▸ **Work instruction**
Lower down are entries containing pictures. Copy exactly, without those pictures, the lines from the line with "Q: Locate the shower head" through the line with "Q: Locate the finger in".

▸ **Data items**
▼▼▼

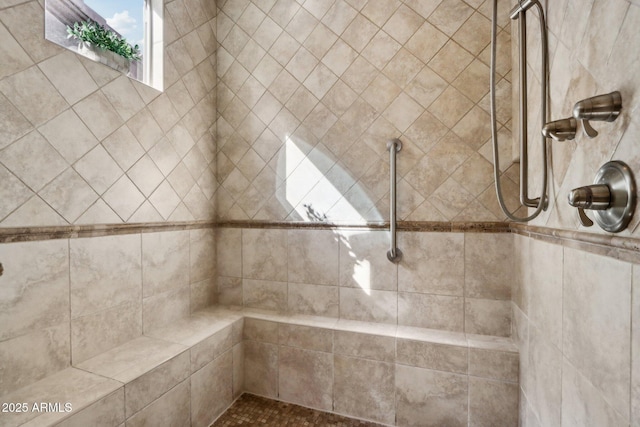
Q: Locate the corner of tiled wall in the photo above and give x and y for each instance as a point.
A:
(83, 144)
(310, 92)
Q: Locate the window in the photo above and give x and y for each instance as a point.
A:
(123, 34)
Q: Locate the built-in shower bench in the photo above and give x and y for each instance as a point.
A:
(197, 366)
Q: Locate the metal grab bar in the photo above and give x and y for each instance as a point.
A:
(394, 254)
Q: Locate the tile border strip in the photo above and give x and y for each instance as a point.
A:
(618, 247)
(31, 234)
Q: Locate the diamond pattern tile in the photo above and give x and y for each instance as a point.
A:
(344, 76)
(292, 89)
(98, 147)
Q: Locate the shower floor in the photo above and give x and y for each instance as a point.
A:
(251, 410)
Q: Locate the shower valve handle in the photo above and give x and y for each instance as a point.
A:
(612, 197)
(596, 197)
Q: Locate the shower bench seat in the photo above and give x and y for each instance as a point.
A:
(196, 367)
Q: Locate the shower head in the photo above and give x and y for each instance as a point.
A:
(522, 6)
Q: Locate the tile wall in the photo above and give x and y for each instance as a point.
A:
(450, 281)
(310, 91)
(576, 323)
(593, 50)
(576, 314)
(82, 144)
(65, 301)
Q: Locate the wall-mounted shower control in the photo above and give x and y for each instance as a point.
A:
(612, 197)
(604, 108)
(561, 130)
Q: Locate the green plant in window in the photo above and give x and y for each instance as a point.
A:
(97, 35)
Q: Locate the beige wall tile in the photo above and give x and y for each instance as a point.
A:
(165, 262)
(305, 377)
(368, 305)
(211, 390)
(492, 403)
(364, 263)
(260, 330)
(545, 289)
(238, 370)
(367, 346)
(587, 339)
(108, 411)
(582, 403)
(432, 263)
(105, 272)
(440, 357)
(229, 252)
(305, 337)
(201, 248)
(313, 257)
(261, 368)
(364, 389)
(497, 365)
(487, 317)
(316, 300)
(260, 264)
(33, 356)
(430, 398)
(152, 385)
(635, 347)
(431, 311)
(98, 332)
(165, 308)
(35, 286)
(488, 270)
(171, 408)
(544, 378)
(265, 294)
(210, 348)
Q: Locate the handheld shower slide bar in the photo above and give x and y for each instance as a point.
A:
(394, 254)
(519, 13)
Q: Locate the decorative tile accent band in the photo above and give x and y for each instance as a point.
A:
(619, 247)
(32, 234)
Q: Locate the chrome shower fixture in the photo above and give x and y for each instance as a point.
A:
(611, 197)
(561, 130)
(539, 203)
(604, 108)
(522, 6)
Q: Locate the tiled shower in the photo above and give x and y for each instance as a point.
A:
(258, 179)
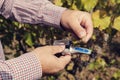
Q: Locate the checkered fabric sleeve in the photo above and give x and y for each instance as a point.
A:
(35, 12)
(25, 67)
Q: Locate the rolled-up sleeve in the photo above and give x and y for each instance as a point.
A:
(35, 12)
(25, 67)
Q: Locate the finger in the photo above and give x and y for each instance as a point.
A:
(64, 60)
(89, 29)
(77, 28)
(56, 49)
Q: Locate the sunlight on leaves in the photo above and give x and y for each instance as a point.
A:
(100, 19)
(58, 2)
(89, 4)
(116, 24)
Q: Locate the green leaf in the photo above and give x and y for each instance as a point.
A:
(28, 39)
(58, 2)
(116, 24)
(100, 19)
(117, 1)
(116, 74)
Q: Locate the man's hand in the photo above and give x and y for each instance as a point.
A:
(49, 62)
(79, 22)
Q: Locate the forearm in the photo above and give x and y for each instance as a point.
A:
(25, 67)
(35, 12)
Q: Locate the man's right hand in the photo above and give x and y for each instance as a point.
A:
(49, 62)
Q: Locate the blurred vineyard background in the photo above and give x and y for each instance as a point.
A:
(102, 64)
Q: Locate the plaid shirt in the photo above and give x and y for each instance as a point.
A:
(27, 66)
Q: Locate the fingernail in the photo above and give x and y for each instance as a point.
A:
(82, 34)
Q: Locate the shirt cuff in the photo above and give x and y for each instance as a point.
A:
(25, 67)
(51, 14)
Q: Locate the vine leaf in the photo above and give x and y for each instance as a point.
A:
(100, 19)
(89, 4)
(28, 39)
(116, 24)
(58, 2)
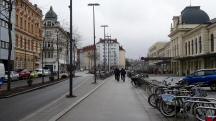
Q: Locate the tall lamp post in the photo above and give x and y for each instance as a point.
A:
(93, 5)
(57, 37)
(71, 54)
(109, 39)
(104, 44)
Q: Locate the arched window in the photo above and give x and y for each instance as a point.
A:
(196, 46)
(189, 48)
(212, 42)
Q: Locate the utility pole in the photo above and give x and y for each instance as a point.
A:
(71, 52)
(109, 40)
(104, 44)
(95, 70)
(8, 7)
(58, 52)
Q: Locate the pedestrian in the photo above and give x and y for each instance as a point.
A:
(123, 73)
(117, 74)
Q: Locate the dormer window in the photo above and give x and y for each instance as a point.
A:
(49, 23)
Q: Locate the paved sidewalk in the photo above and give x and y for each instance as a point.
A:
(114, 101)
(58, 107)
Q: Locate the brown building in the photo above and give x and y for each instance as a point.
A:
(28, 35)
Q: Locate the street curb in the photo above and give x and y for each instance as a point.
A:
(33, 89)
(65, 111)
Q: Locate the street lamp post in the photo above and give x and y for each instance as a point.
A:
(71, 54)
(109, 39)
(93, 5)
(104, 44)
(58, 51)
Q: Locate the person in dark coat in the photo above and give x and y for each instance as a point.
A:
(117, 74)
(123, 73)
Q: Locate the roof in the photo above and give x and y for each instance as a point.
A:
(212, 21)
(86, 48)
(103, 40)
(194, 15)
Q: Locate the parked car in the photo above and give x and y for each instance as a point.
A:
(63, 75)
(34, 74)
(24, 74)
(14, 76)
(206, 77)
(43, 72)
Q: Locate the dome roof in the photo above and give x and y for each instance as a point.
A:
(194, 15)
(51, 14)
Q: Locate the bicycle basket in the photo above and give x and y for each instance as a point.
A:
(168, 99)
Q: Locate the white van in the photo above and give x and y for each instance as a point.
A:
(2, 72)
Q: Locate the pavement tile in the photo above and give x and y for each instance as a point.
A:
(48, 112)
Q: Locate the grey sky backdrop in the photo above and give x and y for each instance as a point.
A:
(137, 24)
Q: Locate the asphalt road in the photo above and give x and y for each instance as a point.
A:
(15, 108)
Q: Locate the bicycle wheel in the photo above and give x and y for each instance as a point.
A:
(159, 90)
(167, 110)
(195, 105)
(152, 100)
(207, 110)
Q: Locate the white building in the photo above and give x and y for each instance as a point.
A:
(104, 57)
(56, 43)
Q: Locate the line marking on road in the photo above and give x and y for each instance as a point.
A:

▲▲▲

▸ **Written response**
Q: Locate the shower head in the photo above and give x and y for each instance as a point.
A:
(522, 6)
Q: Locate the tile wall in the photo above and give x and y for each instance as a point.
A:
(450, 281)
(310, 91)
(576, 323)
(593, 50)
(576, 314)
(82, 144)
(65, 301)
Q: Locate the wall-mounted shower control in the photo above and give x and y for each instance as a point.
A:
(612, 197)
(604, 108)
(561, 130)
Q: Locate the green plant in window in the photo above and give x and y for each instance as a point.
A:
(97, 35)
Q: Locate the beige wall tile in the photo above and give x and y for each instance as a point.
A:
(165, 262)
(305, 377)
(368, 305)
(211, 390)
(492, 403)
(364, 263)
(260, 330)
(545, 289)
(238, 370)
(367, 346)
(587, 339)
(108, 411)
(582, 403)
(432, 263)
(105, 272)
(440, 357)
(229, 252)
(305, 337)
(201, 248)
(313, 257)
(261, 368)
(364, 389)
(497, 365)
(487, 317)
(316, 300)
(260, 264)
(33, 356)
(430, 398)
(152, 385)
(635, 347)
(431, 311)
(98, 332)
(165, 308)
(35, 286)
(488, 270)
(171, 408)
(544, 378)
(265, 294)
(210, 348)
Q: Locate the handheld shower slide bar in the photo above and give x and y for each instance as a point.
A:
(394, 254)
(519, 13)
Q: Locate the decorative tile accent band in the photo above and give x and y for each instance as a point.
A:
(619, 247)
(32, 234)
Q: Locate the chrome shower fixture in the photo above and give x and y for each instance as a point.
A:
(611, 197)
(561, 130)
(539, 203)
(604, 108)
(522, 6)
Q: Locate the tiled shower in the photo above and give x and y for each instance as a point.
A:
(258, 179)
Q: Locate the checkered fabric sleeve in the photo above and give x and y for each instance as a point.
A:
(35, 12)
(25, 67)
Q: Locate the rolled-up sleeve in the photo above and give x and y for each instance as a point.
A:
(35, 12)
(25, 67)
Q: Locate the finger in the photo above and give x and y for each instance as a point.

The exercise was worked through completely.